_Work to complete:_ Can you write out the passage about The Rook from "Without giving too" to "fought against before." with "foes" switched to "enemies"?

_Exercise passage:_
══════════════════════════════
Myfanwy (pronounced like Tiffany, but with an M) Thomas lived in a world in which some people are born with supernatural abilities. Imagine the X-Men, but with a wider range of powers (some not altogether that useful) and no colorful costumes. Myfanwy’s employers, the Checquy, are a secret society that has been around for centuries and works with the British Government to protect the United Kingdom. Myfanwy was one of their best employees, having risen through the ranks to a position of relative power. However, Myfanwy Thomas no longer exists. Her brain has been wiped clean and a new personality inhabits the body that once belonged to Myfanwy. This is the world of The Rook, by Daniel O’Malley.
Without giving too much away, this new Myfanwy — for the new personality adopts the old inhabitant of her body’s life — has to learn both her role in this supernatural world and the reason the old Myfanwy was eliminated. During the course of her journey of both self- and world-discovery, Myfanwy encounters foes that are centuries old, that the Checquy has fought against before.
══════════════════════════════
_Dataset extract:_
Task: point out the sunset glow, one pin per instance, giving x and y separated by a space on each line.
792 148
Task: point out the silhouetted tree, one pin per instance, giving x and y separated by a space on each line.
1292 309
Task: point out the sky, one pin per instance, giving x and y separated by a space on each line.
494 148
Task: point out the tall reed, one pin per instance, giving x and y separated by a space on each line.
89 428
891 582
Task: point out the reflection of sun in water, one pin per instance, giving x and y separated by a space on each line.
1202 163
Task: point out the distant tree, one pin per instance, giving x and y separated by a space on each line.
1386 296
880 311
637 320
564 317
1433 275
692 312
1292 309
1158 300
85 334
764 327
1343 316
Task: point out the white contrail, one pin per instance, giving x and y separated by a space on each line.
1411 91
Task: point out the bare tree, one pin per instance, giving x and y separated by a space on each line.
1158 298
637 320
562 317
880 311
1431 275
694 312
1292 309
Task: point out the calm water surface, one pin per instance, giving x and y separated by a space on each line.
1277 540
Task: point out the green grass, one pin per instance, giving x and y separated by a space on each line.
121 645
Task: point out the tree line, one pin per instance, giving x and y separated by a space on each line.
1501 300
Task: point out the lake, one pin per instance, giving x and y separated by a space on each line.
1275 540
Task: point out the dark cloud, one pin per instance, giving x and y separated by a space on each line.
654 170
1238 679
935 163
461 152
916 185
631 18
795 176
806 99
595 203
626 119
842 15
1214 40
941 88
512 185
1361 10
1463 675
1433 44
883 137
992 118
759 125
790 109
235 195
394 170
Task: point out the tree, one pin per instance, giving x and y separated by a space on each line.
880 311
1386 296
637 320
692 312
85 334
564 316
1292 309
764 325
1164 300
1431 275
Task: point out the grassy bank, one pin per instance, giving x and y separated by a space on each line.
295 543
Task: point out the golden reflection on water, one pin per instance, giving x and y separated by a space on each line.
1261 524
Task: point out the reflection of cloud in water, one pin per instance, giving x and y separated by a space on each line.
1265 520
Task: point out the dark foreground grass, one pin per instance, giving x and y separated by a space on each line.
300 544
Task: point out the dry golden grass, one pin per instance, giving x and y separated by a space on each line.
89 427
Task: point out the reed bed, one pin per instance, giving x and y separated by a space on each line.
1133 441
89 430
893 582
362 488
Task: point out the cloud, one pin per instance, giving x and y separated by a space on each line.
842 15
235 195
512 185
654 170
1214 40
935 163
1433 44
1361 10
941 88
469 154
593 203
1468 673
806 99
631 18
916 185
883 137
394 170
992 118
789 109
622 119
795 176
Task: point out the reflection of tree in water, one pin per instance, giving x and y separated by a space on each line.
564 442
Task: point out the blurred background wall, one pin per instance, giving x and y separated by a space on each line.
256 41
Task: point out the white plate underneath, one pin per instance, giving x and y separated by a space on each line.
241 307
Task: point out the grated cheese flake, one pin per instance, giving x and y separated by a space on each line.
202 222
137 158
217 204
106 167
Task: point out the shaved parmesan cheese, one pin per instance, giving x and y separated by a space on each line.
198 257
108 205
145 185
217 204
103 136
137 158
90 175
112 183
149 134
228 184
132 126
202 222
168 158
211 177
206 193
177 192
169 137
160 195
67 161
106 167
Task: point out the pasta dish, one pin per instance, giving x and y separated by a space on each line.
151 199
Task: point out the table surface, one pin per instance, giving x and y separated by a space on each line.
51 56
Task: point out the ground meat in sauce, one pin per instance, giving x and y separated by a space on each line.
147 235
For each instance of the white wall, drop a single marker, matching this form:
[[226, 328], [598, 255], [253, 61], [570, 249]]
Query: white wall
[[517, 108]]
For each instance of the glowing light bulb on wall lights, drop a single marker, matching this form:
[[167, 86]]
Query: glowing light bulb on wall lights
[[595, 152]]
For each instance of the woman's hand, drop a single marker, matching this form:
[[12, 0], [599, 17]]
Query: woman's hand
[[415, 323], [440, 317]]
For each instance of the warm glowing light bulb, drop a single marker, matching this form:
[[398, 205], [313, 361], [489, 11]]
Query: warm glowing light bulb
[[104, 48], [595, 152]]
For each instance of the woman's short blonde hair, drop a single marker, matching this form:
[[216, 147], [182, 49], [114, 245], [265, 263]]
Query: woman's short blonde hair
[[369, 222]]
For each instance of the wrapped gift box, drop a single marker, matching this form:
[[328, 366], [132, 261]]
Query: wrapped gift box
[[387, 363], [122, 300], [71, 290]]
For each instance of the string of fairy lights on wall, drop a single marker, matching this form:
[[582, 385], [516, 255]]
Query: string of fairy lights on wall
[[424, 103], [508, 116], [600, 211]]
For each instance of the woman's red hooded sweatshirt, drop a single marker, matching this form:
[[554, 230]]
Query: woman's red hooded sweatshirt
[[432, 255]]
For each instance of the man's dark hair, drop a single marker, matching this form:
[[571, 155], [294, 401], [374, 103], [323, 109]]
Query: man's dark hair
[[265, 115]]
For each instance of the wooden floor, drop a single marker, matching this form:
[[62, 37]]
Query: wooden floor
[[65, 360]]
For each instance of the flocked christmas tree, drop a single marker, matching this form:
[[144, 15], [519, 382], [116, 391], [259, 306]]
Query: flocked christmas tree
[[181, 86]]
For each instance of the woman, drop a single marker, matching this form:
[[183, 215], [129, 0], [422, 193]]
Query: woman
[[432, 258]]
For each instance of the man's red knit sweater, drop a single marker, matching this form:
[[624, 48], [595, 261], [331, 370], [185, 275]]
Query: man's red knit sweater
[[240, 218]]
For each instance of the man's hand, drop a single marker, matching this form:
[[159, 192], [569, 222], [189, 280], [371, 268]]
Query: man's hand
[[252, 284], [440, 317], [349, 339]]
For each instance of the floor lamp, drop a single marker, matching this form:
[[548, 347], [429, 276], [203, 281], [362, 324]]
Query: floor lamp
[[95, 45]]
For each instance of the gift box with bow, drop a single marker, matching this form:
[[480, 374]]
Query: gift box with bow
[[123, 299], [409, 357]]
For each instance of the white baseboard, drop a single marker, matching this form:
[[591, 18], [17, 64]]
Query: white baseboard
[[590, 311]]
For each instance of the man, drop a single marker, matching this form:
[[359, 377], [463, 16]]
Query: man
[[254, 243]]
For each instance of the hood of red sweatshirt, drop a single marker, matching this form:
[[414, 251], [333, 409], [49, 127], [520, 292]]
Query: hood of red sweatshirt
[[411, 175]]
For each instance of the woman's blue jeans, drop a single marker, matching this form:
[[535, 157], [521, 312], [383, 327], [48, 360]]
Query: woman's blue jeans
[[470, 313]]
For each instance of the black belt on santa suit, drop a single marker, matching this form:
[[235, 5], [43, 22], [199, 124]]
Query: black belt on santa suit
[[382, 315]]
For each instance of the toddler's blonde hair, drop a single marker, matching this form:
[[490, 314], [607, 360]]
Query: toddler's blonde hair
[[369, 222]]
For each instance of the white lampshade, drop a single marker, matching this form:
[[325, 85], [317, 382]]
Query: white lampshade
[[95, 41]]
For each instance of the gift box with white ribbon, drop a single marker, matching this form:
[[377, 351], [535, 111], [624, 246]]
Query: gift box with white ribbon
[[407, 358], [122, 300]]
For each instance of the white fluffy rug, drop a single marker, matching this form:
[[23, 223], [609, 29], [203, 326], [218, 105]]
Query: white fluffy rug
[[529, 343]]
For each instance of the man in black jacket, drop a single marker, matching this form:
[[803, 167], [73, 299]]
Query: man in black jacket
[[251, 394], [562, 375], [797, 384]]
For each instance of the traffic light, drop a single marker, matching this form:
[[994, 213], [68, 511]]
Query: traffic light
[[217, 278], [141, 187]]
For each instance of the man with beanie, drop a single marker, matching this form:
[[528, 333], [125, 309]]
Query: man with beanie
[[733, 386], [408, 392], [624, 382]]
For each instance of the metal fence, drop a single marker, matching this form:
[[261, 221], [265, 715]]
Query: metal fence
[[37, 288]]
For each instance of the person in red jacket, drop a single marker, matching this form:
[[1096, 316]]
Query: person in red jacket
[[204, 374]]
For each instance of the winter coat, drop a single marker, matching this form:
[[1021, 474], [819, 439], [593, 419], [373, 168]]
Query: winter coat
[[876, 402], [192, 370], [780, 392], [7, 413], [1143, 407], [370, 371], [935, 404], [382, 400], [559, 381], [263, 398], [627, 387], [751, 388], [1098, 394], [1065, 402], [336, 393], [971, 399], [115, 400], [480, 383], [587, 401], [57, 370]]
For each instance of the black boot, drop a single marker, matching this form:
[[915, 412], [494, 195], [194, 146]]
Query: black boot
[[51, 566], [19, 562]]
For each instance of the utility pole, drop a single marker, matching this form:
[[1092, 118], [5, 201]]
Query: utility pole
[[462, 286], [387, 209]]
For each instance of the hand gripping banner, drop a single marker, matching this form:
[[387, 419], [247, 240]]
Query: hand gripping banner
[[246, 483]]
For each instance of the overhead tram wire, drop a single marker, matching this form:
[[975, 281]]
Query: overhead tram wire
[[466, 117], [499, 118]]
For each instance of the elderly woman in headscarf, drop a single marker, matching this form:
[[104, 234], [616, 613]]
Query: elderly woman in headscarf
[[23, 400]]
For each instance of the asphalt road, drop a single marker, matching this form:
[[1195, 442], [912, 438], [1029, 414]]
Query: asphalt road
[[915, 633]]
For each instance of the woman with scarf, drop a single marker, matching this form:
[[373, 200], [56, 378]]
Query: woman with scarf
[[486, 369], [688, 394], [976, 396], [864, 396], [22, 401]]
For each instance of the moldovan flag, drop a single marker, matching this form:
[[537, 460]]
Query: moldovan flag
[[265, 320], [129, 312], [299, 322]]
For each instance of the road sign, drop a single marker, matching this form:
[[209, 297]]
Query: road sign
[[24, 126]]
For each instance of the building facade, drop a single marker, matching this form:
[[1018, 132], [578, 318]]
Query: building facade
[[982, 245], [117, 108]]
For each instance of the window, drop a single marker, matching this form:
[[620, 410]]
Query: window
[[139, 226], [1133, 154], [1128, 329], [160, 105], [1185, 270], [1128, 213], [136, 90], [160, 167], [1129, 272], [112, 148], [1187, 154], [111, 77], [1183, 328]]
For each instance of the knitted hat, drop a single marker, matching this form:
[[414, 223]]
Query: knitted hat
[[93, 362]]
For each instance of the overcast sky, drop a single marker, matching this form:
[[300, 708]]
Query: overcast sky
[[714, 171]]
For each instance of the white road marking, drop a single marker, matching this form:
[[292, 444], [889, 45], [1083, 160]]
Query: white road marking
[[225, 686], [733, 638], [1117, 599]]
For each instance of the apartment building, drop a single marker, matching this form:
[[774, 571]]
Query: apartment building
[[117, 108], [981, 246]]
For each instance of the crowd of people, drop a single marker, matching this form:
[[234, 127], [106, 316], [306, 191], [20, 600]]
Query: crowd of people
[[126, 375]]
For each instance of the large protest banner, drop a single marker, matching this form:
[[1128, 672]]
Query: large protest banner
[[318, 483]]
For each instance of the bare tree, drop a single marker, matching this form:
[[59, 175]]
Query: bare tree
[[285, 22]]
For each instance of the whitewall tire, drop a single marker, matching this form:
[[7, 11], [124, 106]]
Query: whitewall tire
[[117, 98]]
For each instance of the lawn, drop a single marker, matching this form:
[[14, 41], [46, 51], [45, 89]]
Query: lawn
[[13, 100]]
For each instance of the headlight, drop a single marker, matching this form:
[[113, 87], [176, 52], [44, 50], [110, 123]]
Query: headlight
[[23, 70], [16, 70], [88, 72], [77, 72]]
══════════════════════════════
_Task result:_
Without giving too much away, this new Myfanwy — for the new personality adopts the old inhabitant of her body’s life — has to learn both her role in this supernatural world and the reason the old Myfanwy was eliminated. During the course of her journey of both self- and world-discovery, Myfanwy encounters enemies that are centuries old, that the Checquy has fought against before.